TEXTE PROPOSÉ:
Je crois que le mensonge est un parasite, le menteur un parasité, qui se gratte là où cela le démange.
Georges Bernanos, Les enfants humiliés
Enfin ! Avec le triptyque « protéger, tester, isoler », Edouard Philippe a exposé la stratégie d’évidence qui aurait pu nous éviter un confinement de 2 mois et la mort de l’économie française. Nous le disons depuis le début.
En expliquant qu’il fallait désormais se masquer, se faire dépister et se confiner en cas de maladie, le chef du gouvernement admet en creux plusieurs défaillances graves de l’Etat :
- La solution de bon sens était connue depuis le départ
- Elle était impossible à mettre en œuvre faute de moyens (pas de masques, pas de tests)

TRAVAIL DEMANDÉ:
**1)** Relevez les trois verbes qui composent le triptyque présenté par Edouard Philippe dans le texte proposé.
**2)** Résumez en deux phrases le texte sur la stratégie exposée par Edouard Philippe.
**3)** Poursuivez le texte sur la stratégie « protéger, tester, isoler » à partir de sa dernière phrase.
Le listing ci-après provient d'une autre source que le texte.

DOCUMENTS SOURCES:
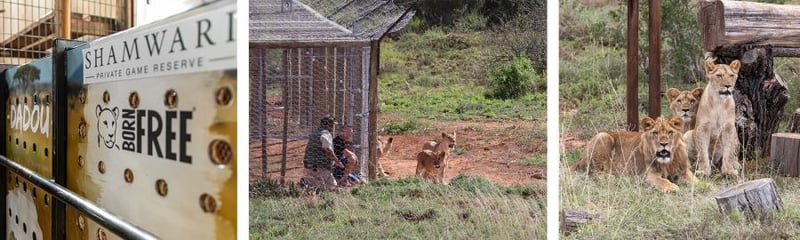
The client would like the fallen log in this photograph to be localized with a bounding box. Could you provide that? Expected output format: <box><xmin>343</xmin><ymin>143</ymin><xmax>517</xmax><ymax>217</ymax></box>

...

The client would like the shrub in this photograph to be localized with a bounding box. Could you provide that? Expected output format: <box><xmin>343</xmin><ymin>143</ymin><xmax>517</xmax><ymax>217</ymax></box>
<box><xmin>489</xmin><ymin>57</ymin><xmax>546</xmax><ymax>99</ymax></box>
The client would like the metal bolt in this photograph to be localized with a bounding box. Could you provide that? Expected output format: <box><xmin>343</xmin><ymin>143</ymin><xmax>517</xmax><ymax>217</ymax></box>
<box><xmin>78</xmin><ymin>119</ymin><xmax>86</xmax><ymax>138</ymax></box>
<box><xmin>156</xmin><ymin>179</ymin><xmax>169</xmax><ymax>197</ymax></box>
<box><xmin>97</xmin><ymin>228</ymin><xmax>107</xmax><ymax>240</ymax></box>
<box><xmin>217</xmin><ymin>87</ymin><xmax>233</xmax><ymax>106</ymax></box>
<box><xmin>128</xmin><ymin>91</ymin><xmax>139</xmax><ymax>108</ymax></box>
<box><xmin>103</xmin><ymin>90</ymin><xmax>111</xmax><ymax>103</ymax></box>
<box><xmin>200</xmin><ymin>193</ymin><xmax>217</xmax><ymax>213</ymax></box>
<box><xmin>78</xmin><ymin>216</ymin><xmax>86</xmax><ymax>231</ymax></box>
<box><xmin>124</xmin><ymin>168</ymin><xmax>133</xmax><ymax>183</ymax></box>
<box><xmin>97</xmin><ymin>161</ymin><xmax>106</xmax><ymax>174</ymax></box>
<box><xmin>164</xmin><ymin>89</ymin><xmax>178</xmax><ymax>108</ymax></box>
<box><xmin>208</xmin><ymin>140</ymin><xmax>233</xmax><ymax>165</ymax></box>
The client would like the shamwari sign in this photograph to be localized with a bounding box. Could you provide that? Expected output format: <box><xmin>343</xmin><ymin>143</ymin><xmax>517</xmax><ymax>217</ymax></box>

RÉPONSES DANS L'ORDRE:
**1)** protéger, tester, isoler

**2)** Avec le triptyque « protéger, tester, isoler », Edouard Philippe a exposé une stratégie qui, selon le texte, aurait pu éviter un confinement de deux mois et la mort de l'économie française. En demandant de se masquer, de se faire dépister et de se confiner en cas de maladie, il admet en creux de graves défaillances de l'État : la solution de bon sens était connue depuis le départ, mais elle était impossible à mettre en œuvre faute de masques et de tests.

**3)**
- Ce manque de moyens est dû à l’impréparation et à la faillite industrielle de tous nos secteurs stratégiques, de la médecine jusqu’aux usines d’approvisionnement
- Pour éviter une saturation des hôpitaux, il a donc fallu mettre le pays à l’arrêt
- L’économie a été tuée brutalement par la somme des trahisons de la Vème république : quand la santé est détruite depuis 40 ans et que l’industrie est dépecée et vendue, il n’y a plus de résilience nationale.
La bêtise du retour à l’école
Entre amende honorable, « devoir d’humilité » et appel au secours aux députés de la majorité, Edouard Philippe n’a pas eu le courage de lever le voile de la dernière hypocrisie manifeste : le retour des enfants à l’école.
Se réfugiant derrière un impératif pédagogique, argument fallacieux pour seulement un mois de cours, le Premier ministre n’a pas osé avouer ce qui est entendu de tous. Les écoles ouvrent pour permettre aux parents d’aller travailler. Le pragmatisme l’a d’ailleurs emporté à demi-mot : il a nettement conseillé de prioriser l’accès aux établissements aux enfants des parents qui travaillent sans pouvoir rester à la maison, et aux familles monoparentales.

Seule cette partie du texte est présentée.